— Records —
--------------------------------------------------

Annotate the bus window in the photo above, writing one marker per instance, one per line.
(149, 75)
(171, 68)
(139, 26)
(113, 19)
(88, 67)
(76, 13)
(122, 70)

--------------------------------------------------

— What the task requires —
Repeat the listing. Keep each line precisely as shown.

— Expected answer —
Annotate the bus window in the photo above, writing one marker per instance, one per line.
(149, 75)
(171, 68)
(139, 26)
(113, 19)
(88, 67)
(76, 13)
(122, 70)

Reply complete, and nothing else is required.